***** Document passage *****
Re: [PATCH 1/2] zram: fix crashes due to use of cpu hotplug multistate

From: Minchan Kim
Date: Mon Mar 22 2021 - 18:12:49 EST


On Mon, Mar 22, 2021 at 08:41:56PM +0000, Luis Chamberlain wrote:
> On Mon, Mar 22, 2021 at 09:37:17AM -0700, Minchan Kim wrote:
> > On Fri, Mar 19, 2021 at 07:09:24PM +0000, Luis Chamberlain wrote:
> > > Indeed one issue is a consequence of the other but a bit better
> > > description can be put together for both separately.
> > >
> > > The warning comes up when cpu hotplug detects that the callback
> > > is being removed, but yet "instances" for multistate are left behind,
> > > ie, not removed. CPU hotplug multistate allows us to dedicate a callback
> > > for zram so that it gets called every time a CPU hot plugs or unplugs.
> > > In the zram driver's case we want to trigger the callback per each
> > > struct zcomp, one is used per supported and used supported compression
> >
> > you meant "each one is used per supported compression"?
>
> Yup.
>
> > > algorithm. The zram driver allocates a struct zcomp for an compression
> > > algorithm on a need basis. The default compressor is CONFIG_ZRAM_DEF_COMP
> > > which today is CONFIG_ZRAM_DEF_COMP_LZORLE ("lzo-rle"). Although we may
> > > have different zram devices, zram devices which use the same compression
> > > algorithm share the same struct zcomp. The "multi" in CPU hotplug multstate
> >
> > It allocates each own zcomp, not sharing even though zram devices
> > use the same compression algorithm.
>
> Right.
>
> > > refers to these different struct zcomp instances, each of these will
> > > have the callback routine registered run for it. The kernel's CPU
> > > hotplug multistate keeps a linked list of these different structures
> > > so that it will iterate over them on CPU transitions. By default at
> > > driver initialization we will create just one zram device (num_devices=1)
> > > and a zcomp structure then set for the lzo-rle comrpession algorithm.
> > > At driver removal we first remove each zram device, and so we destroy
> > > the struct zcomp. But since we expose sysfs attributes to create new
> > > devices or reset / initialize existing ones, we can easily end up
> > > re-initializing a struct zcomp before the exit routine of the module
> > > removes the cpu hotplug callback. When this happens the kernel's
> > > CPU hotplug will detect that at least one instance (struct zcomp for
> > > us) exists.
> >
> > It's very helpful to understand. Thanks a lot!S
> >
> > So IIUC, it's fundamentally race between destroy_devices(i.e., module
> > unload) and every sysfs knobs in zram. Isn't it?
>
> I would not call it *every* syfs knob as not all deal with things which
> are related to CPU hotplug multistate, right? Note that using just
> try_module_get() alone (that is the second patch only, does not fix the
> race I am describing above).

It wouldn't be CPU hotplug multistate issue but I'd like to call it
as more "zram instance race" bug.
What happens in this case?

CPU 1 CPU 2

destroy_devices
..
compact_store()
zram = dev_to_zram(dev);
idr_for_each(zram_remove_cb
zram_remove
..
***** Data rows *****
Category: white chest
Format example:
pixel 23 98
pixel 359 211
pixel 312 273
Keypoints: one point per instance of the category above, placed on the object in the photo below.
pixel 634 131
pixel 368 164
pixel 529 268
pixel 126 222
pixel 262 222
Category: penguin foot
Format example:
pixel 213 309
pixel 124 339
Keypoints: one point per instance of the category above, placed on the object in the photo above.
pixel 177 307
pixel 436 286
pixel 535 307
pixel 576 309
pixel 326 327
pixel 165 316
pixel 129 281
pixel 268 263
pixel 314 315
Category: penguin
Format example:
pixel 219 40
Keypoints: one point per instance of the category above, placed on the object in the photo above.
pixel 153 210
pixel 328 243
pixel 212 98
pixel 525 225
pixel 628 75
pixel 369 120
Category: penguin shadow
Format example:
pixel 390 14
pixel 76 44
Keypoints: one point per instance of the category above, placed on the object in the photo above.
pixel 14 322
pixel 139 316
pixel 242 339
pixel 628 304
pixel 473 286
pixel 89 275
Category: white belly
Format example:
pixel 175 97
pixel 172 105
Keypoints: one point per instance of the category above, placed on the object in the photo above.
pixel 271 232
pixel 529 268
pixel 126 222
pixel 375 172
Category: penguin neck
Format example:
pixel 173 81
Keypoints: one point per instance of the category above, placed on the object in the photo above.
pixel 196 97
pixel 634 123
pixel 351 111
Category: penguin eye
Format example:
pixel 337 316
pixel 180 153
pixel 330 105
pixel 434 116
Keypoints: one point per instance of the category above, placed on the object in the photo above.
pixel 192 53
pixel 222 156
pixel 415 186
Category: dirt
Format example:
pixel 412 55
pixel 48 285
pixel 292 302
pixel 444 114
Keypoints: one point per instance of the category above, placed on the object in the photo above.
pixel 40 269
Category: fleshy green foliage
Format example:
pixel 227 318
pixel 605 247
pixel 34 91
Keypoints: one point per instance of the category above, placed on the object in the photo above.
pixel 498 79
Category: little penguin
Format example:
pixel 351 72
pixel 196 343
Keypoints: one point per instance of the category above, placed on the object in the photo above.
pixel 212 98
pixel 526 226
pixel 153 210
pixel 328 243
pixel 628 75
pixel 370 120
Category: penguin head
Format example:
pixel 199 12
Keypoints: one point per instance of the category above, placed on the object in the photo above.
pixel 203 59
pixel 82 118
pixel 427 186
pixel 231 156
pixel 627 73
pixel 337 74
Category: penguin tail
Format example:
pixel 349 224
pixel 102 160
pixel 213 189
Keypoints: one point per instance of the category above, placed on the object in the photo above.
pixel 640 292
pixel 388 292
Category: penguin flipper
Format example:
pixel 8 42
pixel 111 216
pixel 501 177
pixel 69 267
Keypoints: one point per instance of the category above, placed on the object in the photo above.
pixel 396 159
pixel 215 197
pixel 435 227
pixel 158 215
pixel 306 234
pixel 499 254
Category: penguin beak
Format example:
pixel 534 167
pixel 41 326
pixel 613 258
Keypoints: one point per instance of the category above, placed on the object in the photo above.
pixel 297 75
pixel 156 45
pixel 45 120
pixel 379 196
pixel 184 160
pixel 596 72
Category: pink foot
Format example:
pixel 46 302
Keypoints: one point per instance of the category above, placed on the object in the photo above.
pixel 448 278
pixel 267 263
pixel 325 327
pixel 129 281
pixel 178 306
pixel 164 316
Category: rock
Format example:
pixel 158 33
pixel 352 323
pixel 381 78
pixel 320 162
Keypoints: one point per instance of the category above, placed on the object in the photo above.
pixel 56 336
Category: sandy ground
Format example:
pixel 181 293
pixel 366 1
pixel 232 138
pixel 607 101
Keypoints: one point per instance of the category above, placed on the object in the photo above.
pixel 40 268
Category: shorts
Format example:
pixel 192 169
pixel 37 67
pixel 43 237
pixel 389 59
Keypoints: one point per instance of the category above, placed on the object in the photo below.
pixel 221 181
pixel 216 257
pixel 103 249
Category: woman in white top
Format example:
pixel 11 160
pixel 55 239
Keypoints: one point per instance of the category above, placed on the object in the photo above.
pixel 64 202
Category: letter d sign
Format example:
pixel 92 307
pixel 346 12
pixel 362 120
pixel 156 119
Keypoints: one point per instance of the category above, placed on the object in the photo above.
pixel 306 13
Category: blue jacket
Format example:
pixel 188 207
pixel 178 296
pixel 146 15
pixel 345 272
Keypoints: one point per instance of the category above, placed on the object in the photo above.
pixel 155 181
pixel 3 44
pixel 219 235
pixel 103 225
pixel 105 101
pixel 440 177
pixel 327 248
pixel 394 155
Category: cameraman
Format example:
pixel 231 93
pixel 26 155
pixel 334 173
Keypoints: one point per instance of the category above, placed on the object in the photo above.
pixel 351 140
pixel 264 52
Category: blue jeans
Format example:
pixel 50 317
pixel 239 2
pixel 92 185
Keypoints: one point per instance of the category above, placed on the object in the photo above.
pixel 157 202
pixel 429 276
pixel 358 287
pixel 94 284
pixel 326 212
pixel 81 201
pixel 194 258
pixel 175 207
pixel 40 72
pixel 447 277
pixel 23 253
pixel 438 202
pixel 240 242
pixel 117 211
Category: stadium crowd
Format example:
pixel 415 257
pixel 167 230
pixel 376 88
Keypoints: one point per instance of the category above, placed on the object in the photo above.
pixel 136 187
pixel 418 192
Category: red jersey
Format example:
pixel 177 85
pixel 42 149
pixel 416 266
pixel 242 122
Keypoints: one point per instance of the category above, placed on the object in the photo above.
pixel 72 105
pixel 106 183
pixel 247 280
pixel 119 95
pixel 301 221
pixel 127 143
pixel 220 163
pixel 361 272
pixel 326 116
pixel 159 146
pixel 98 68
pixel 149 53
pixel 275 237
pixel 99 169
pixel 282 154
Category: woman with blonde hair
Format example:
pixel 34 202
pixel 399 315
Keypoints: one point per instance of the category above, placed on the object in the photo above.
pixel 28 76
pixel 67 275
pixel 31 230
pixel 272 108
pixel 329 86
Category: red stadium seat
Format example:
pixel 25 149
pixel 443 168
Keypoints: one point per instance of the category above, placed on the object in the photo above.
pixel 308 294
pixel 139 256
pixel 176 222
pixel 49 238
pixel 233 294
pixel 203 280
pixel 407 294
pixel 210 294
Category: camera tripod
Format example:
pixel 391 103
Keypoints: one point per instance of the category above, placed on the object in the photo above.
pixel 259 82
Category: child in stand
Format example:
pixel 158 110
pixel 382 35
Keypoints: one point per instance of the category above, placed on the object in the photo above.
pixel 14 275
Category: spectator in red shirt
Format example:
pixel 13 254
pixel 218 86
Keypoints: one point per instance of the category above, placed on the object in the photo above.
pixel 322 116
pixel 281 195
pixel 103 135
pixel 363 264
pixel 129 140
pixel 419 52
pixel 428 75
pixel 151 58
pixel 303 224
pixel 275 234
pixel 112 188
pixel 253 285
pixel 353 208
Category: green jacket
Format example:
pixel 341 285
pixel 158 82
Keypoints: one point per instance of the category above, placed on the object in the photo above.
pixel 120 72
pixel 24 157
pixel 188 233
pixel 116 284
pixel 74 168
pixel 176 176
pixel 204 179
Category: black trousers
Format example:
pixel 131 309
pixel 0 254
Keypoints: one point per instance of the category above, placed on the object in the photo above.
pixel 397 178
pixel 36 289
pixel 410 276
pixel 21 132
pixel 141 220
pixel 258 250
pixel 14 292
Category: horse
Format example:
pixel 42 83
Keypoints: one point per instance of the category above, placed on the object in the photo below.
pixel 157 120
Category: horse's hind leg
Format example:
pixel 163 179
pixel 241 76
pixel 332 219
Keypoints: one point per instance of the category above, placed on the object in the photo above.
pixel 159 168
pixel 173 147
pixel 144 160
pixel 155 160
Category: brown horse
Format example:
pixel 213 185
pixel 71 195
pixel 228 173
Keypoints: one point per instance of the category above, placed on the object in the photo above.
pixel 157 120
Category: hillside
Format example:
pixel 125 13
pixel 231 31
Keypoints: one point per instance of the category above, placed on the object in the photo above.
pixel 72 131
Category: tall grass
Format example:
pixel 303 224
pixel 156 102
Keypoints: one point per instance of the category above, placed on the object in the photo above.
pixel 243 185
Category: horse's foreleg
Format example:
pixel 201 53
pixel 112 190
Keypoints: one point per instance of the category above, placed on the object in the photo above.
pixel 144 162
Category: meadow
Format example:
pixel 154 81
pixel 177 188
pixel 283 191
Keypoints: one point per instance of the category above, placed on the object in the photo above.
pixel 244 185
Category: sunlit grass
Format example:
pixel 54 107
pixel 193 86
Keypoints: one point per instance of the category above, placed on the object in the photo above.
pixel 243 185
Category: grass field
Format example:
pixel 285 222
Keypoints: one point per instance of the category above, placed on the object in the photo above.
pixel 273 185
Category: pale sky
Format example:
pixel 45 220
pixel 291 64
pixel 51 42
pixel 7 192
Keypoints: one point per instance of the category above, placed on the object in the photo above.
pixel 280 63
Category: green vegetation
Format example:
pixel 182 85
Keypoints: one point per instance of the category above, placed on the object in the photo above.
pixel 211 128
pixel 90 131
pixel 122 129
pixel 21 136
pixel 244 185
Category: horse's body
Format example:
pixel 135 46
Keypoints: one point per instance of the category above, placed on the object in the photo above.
*****
Stated problem 1:
According to the zram patch discussion, how many zram devices does the driver create by default at initialization?
Stated problem 2:
Duplicate the zram patch discussion word for word, starting at "From: Minchan Kim" and ending at "plugs or unplugs.".

Task answer 1:
One zram device (num_devices=1).

Task answer 2:
From: Minchan Kim
Date: Mon Mar 22 2021 - 18:12:49 EST


On Mon, Mar 22, 2021 at 08:41:56PM +0000, Luis Chamberlain wrote:
> On Mon, Mar 22, 2021 at 09:37:17AM -0700, Minchan Kim wrote:
> > On Fri, Mar 19, 2021 at 07:09:24PM +0000, Luis Chamberlain wrote:
> > > Indeed one issue is a consequence of the other but a bit better
> > > description can be put together for both separately.
> > >
> > > The warning comes up when cpu hotplug detects that the callback
> > > is being removed, but yet "instances" for multistate are left behind,
> > > ie, not removed. CPU hotplug multistate allows us to dedicate a callback
> > > for zram so that it gets called every time a CPU hot plugs or unplugs.